[SOURCE DOCUMENT]

He made a gimmee motion with his fingers.

I drew it up, put a new needle on it, and handed it to him, telling him in a closed loop communication although he had just seen me draw it up, ‘This is marcaine 0.5% with epinephrine 1:200,000.’

No further mention was made of his nearly catastrophic medication error.

No further mention was made of how it was good that I stood up to him.

Nurses don’t do this kind of thing for recognition.

We do it to keep the patient safe.

And that was the first time I stood up and defied a surgeon.

It has not been the last.

False advertising?

I gave up television years ago.

Many, many years ago.

I watch things like the Marvel shows on Disney: Wandavision, Loki,

But besides that I listen when my husband watches television while I read.

And there has been a commercial that has been playing seemingly nonstop.

Tylenol has declared it a no limits pain medication.

Um.

No.

[/SOURCE DOCUMENT]

REQUIRED ACTIONS
- 1) Summarize the nurse's account in two sentences.
- 2) Continue the nurse's account from where it stops.

[LISTED ENTRIES]

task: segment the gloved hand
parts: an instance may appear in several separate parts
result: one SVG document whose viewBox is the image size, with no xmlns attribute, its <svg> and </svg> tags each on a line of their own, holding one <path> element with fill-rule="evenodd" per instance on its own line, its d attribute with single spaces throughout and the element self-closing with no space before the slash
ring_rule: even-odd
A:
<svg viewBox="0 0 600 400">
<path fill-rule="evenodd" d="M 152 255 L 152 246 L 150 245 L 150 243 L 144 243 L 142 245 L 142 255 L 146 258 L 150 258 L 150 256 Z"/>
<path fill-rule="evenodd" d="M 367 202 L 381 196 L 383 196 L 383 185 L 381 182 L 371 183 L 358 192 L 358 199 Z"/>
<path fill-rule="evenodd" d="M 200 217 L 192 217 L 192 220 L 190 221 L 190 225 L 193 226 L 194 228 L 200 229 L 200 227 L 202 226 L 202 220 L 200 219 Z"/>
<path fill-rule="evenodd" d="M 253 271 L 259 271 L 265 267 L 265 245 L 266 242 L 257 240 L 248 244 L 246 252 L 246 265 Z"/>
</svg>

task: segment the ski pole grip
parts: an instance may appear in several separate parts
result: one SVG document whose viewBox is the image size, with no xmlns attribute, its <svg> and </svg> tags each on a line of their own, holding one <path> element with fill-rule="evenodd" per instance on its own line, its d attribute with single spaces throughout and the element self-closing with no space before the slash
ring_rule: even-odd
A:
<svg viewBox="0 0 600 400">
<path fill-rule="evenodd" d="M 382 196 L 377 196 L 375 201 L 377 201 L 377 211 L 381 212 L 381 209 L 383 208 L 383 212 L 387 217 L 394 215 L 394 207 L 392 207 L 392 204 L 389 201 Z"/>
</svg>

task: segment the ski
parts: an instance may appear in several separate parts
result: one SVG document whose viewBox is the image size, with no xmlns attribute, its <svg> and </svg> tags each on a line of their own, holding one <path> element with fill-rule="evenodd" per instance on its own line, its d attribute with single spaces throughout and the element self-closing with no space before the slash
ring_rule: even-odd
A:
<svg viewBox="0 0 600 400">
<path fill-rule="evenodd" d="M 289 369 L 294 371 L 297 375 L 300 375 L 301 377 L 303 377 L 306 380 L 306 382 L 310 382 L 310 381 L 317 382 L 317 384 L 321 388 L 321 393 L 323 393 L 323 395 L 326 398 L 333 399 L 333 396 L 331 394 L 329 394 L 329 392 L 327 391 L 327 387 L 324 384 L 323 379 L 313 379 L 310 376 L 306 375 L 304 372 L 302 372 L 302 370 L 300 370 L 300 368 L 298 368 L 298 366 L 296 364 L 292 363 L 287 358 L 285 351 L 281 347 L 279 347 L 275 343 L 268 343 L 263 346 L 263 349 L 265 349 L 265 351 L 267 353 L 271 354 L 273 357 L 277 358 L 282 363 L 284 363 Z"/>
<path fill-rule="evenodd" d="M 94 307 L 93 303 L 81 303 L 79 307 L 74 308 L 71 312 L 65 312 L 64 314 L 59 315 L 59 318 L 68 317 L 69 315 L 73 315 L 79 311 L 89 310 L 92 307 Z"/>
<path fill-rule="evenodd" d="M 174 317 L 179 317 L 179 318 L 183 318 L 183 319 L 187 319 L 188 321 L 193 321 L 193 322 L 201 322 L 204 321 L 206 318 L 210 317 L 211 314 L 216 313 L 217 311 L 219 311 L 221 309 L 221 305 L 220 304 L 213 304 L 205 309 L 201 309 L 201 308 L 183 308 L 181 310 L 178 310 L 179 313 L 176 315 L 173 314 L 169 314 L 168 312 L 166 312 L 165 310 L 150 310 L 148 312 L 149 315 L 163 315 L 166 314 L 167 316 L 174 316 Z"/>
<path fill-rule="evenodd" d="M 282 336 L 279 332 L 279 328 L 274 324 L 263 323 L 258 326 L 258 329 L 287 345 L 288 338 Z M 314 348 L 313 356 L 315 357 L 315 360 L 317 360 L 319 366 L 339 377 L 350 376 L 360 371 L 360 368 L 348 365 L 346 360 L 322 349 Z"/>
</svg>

[/LISTED ENTRIES]

ANSWERS PROVIDED
- 1) After the narrator drew up and handed over marcaine 0.5% with epinephrine 1:200,000 using closed loop communication, neither the surgeon's nearly catastrophic medication error nor the narrator's standing up to him was mentioned again, and the narrator says nurses act to keep the patient safe, not for recognition, and that this first defiance of a surgeon has not been the last. In a section headed "False advertising?", the narrator, who gave up television years ago, objects with "No" to a frequently playing commercial declaring Tylenol a no limits pain medication.

- 2)
That is exactly opposite of what has to happen with Tylenol.

To a layperson watching the commercial they may get the idea that they can take as many tablets as they want.

Definitely not.

There is a limit that the liver can safely metabolize per day.

This is not exactly limitless.

Please stop before people need new livers.

There aren’t that many to go around.

Hello, are you there?

Traditionally parts of the hospital are closed the day after a holiday if that holiday falls on a Saturday or Sunday.

This is to make sure that the different parts get the same holidays as everyone, such as those who work Monday-Friday.

For example if the fourth of July is on a Saturday, the observed holiday would be the Friday before.

And if the fourth of July is on a Sunday the observed holiday would be that Monday.

This is the way that the hospital I have worked at for years handled it.

Since yesterday was the 4th, today should be the observed holiday.

Scheduling is off

Administration is off.

Some doctor’s offices are off.

Not after a pandemic apparently.

Have to make the hay while the sun shines.

The hospital made an announcement in the beginning of the year that observed holidays would not be happening going forward.

Because the healthcare appointments and ORs were still “catching up” from last year.

This was kind of unpopular.

Some of us need the 8 hours off so that pressure can be taken off our PTO balance.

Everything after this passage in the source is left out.